SUPPLIED TEXT >>
Skip to content
New issue

Have a question about this project? Sign up for a free GitHub account to open an issue and contact its maintainers and the community.

By clicking “Sign up for GitHub”, you agree to our terms of service and privacy statement. We’ll occasionally send you account related emails.

Already on GitHub? Sign in to your account

Bug 1903660: Don't error when expected master node amount is not met #954

Merged

Conversation

alexanderConstantinescu
Copy link
Contributor

PR #896 tried to unblock the assisted installer team by reverting commit a14003d from #421. However the level entropy introduced by removing that commit can in some situations bring the OVN cluster down. Essentially, if the amount of master nodes are not met during the initial cluster deployment: we risk rolling out successive versions of the OVN DB cluster in a very short time span. Since the NB / SB DB raft clusters does not have the time to stabilize before the new version rolls out, we risk doing bad things in some cases.

STORED RECORDS >>
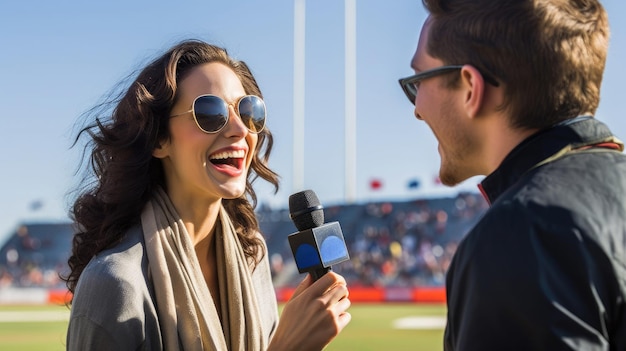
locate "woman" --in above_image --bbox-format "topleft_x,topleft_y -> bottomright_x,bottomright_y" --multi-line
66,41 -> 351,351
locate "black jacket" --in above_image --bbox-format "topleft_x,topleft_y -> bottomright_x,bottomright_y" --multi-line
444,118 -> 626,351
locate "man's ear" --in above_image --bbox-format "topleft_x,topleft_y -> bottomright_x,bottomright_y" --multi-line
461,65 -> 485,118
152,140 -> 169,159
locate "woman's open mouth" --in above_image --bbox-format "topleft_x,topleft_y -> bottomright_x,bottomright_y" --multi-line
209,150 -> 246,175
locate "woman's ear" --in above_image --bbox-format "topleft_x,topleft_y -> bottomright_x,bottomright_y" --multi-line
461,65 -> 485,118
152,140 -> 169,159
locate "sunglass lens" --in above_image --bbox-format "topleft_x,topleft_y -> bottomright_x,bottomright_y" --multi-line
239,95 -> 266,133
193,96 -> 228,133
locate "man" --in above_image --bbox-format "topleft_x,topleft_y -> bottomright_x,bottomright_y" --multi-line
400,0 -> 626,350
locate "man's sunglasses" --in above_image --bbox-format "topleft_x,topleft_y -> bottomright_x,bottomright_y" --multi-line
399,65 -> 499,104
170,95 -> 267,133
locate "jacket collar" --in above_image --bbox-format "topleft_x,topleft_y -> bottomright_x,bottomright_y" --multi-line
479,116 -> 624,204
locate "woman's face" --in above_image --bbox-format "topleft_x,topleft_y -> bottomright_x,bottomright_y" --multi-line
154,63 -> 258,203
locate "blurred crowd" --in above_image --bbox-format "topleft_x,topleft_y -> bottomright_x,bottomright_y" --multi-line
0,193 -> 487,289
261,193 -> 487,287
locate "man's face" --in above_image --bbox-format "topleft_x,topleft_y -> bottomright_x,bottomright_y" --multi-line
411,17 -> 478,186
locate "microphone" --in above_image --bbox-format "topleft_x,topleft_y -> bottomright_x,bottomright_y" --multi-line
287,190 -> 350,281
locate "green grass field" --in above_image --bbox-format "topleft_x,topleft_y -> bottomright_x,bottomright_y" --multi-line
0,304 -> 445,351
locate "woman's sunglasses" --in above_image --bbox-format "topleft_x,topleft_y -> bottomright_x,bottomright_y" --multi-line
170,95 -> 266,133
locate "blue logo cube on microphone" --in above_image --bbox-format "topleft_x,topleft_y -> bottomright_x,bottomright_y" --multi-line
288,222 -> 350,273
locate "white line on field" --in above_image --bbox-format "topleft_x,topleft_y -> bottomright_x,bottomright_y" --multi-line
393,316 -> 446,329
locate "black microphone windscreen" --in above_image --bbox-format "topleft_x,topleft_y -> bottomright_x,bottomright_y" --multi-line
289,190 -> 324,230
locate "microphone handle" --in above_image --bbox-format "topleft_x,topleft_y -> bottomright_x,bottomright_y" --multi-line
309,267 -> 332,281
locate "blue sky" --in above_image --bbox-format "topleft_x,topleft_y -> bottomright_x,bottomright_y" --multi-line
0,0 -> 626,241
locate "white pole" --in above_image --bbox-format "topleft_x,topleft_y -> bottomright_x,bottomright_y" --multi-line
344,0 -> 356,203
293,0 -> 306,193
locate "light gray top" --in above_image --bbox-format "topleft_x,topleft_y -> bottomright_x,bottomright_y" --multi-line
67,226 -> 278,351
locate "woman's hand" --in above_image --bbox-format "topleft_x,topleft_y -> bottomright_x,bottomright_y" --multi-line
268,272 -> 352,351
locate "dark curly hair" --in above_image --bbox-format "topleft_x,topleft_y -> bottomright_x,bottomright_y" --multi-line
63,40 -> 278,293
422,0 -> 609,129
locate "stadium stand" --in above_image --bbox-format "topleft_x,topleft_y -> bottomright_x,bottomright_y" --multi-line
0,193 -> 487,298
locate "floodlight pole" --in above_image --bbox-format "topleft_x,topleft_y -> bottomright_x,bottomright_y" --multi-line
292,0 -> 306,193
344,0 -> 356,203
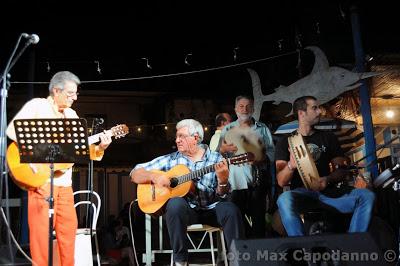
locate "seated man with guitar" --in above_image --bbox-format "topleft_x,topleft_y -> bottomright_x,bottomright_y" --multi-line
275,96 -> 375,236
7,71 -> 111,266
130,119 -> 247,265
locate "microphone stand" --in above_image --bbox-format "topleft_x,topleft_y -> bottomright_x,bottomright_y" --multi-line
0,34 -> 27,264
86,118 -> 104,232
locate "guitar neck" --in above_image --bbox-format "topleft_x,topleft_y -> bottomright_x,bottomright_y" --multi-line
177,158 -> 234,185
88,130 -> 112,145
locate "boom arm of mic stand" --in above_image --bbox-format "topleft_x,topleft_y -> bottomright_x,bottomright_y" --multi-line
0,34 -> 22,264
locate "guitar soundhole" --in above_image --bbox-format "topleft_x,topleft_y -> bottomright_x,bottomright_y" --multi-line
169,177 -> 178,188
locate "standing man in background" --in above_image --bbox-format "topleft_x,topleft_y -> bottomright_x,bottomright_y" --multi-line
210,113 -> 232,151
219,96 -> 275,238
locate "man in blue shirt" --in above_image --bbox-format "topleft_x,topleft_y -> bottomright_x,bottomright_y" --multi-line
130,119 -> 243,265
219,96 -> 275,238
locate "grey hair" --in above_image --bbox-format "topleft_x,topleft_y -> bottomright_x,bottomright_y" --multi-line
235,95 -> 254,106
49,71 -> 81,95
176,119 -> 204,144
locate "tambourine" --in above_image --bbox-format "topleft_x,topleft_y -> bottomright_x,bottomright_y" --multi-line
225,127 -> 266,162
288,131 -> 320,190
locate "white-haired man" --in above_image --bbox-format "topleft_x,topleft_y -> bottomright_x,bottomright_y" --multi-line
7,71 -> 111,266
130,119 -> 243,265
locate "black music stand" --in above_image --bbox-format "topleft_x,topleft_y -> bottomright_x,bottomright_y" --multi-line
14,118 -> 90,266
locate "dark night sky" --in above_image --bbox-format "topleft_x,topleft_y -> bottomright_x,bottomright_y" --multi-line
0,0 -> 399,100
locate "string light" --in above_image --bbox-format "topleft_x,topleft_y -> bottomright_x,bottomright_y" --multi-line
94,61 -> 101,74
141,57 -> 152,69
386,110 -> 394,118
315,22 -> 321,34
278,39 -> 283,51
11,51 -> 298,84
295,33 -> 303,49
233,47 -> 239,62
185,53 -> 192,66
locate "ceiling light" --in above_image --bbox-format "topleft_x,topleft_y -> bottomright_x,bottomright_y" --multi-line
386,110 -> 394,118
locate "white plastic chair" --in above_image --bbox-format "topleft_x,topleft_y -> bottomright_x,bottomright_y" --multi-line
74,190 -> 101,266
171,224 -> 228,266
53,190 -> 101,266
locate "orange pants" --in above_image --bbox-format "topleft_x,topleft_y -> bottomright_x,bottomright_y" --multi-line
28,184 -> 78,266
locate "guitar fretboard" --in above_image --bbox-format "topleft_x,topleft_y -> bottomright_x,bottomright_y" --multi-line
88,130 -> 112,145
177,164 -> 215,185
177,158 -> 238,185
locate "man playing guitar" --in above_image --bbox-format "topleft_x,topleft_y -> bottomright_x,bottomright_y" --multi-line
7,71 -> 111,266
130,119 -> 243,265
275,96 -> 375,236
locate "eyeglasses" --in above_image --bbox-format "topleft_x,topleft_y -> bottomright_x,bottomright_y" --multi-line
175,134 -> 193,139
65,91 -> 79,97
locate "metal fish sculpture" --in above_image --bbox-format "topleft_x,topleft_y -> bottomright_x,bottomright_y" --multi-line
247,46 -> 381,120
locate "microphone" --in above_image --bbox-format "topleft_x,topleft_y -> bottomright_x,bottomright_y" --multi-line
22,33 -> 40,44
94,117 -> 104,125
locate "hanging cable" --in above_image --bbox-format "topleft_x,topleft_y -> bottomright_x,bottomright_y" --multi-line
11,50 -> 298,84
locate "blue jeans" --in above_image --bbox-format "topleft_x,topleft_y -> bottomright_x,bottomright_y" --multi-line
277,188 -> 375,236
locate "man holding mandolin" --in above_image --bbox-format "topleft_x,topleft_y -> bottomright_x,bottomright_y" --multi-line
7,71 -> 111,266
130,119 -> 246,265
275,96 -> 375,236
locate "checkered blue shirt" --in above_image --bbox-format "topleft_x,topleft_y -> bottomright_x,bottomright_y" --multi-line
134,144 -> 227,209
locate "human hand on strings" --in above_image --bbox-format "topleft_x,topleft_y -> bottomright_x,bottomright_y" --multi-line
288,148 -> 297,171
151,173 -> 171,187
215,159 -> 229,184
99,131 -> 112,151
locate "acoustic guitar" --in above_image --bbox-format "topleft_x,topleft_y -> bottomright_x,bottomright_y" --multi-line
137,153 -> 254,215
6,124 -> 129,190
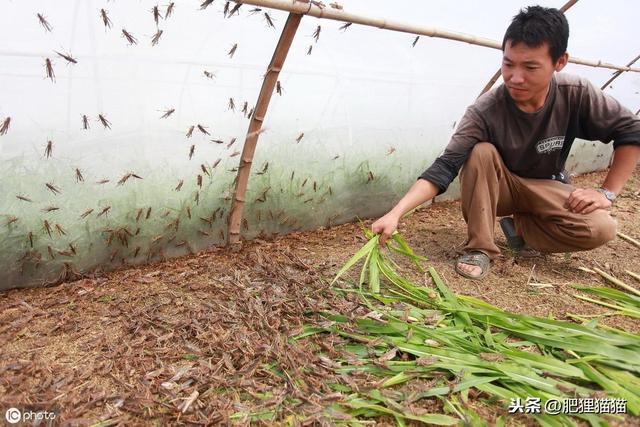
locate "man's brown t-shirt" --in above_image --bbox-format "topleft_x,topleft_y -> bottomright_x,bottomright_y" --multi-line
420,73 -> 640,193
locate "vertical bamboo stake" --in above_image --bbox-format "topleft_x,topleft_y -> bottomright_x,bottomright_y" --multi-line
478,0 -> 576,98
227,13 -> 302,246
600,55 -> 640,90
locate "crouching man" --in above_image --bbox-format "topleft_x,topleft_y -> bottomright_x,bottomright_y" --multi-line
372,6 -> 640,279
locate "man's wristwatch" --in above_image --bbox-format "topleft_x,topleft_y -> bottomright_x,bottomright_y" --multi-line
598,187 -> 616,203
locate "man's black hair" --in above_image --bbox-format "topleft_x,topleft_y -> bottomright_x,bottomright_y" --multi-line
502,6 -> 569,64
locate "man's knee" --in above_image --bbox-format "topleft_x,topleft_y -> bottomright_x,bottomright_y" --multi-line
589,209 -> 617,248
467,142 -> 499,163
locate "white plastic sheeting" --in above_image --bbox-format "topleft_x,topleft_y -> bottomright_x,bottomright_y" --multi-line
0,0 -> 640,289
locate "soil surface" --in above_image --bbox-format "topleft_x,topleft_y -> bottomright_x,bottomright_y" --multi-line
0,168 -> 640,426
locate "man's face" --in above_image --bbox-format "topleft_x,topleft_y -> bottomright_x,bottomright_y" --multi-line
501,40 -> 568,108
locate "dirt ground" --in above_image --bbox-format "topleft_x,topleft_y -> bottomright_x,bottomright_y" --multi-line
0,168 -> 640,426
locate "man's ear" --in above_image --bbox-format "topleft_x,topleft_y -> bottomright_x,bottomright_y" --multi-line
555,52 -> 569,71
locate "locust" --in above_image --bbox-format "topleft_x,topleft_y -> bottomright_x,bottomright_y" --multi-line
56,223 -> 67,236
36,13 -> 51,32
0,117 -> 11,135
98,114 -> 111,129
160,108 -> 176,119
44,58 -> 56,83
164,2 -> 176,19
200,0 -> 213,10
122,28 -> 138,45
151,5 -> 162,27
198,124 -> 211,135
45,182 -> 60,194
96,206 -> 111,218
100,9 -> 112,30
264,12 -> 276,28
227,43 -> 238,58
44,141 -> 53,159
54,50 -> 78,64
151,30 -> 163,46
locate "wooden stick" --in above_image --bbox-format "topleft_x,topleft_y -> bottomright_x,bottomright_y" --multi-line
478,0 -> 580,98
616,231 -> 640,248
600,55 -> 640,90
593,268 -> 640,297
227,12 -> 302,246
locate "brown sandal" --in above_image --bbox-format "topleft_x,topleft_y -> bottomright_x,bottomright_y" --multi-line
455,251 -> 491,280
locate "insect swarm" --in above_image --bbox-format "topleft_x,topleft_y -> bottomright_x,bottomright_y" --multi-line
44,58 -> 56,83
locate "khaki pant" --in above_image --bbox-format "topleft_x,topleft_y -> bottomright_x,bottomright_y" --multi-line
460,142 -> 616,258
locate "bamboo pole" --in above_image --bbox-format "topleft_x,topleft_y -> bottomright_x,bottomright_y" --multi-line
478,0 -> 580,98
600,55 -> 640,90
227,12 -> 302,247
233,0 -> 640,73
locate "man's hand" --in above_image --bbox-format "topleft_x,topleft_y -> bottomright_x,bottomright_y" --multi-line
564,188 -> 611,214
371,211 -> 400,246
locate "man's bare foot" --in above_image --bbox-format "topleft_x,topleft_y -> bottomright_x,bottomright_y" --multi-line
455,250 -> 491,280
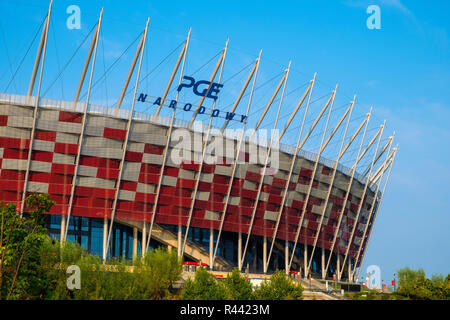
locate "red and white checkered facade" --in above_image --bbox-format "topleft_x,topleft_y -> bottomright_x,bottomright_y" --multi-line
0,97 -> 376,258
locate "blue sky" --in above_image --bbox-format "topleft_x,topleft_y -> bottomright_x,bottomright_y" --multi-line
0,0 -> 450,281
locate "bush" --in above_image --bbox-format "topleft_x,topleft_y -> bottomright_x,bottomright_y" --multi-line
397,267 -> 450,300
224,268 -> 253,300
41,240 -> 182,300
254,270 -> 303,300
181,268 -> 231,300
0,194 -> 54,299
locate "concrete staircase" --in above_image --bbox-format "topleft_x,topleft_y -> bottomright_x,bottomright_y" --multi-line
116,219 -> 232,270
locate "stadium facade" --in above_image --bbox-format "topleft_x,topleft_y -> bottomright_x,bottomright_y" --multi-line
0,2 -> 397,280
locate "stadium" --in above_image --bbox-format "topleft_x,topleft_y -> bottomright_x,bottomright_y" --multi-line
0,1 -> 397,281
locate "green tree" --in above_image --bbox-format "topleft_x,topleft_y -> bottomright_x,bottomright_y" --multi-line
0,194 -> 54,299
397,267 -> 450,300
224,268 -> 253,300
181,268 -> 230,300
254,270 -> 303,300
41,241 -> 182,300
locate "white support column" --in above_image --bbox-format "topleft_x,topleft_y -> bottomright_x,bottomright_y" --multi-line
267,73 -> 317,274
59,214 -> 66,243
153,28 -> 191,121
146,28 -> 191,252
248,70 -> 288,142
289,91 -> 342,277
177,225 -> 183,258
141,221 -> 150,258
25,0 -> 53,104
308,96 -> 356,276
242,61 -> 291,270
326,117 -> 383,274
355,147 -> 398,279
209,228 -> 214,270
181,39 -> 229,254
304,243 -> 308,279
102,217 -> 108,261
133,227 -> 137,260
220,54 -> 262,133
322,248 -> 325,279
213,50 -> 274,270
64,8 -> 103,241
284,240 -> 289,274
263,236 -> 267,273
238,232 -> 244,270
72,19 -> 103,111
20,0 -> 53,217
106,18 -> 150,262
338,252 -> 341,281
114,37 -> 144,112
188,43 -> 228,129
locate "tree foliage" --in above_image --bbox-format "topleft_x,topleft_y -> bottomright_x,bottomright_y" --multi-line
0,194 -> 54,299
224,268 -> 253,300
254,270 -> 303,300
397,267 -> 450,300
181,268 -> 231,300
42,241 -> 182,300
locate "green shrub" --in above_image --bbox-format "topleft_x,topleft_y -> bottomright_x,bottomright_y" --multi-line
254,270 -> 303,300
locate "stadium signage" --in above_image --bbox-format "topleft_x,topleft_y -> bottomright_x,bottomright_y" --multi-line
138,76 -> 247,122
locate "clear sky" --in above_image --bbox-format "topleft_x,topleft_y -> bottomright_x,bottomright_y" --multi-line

GOAL 1 >>
Write out the pull request text word for word, beginning at "PR #896 tried" and ending after "in some cases.".
GOAL 2 >>
Continue the pull request text about the OVN master node check, starting right after its final sentence.

WRITTEN ANSWER 1 >>
PR #896 tried to unblock the assisted installer team by reverting commit a14003d from #421. However the level entropy introduced by removing that commit can in some situations bring the OVN cluster down. Essentially, if the amount of master nodes are not met during the initial cluster deployment: we risk rolling out successive versions of the OVN DB cluster in a very short time span. Since the NB / SB DB raft clusters does not have the time to stabilize before the new version rolls out, we risk doing bad things in some cases.

WRITTEN ANSWER 2 >>
This PR does things as before, except we don't block the cluster deployment if the master node replica count is not met. Thus we will still wait for all master nodes that should be up, are up. However if they are not, we proceed with the deployment of the initial cluster and then proceed to roll out the second version once the new master node(s) join. This has been tested by the assisted installer team using PR #934, and it works for them.

We will still annotate network.operator.openshift.io with the raft join point as #896 did, for cases such as the assisted installer use case.

/assign @squeed @abhat

@openshift-ci-robot openshift-ci-robot added the bugzilla/severity-high Referenced Bugzilla bug's severity is high for the branch this PR is targeting. label Jan 15, 2021
@openshift-ci-robot
Copy link
Contributor

@alexanderConstantinescu: This pull request references Bugzilla bug 1903660, which is valid. The bug has been updated to refer to the pull request using the external bug tracker.

3 validation(s) were run on this bug
  • bug is open, matching expected state (open)
  • bug target release (4.7.0) matches configured target release for branch (4.7.0)
  • bug is in the state POST, which is one of the valid states (NEW, ASSIGNED, ON_DEV, POST, POST)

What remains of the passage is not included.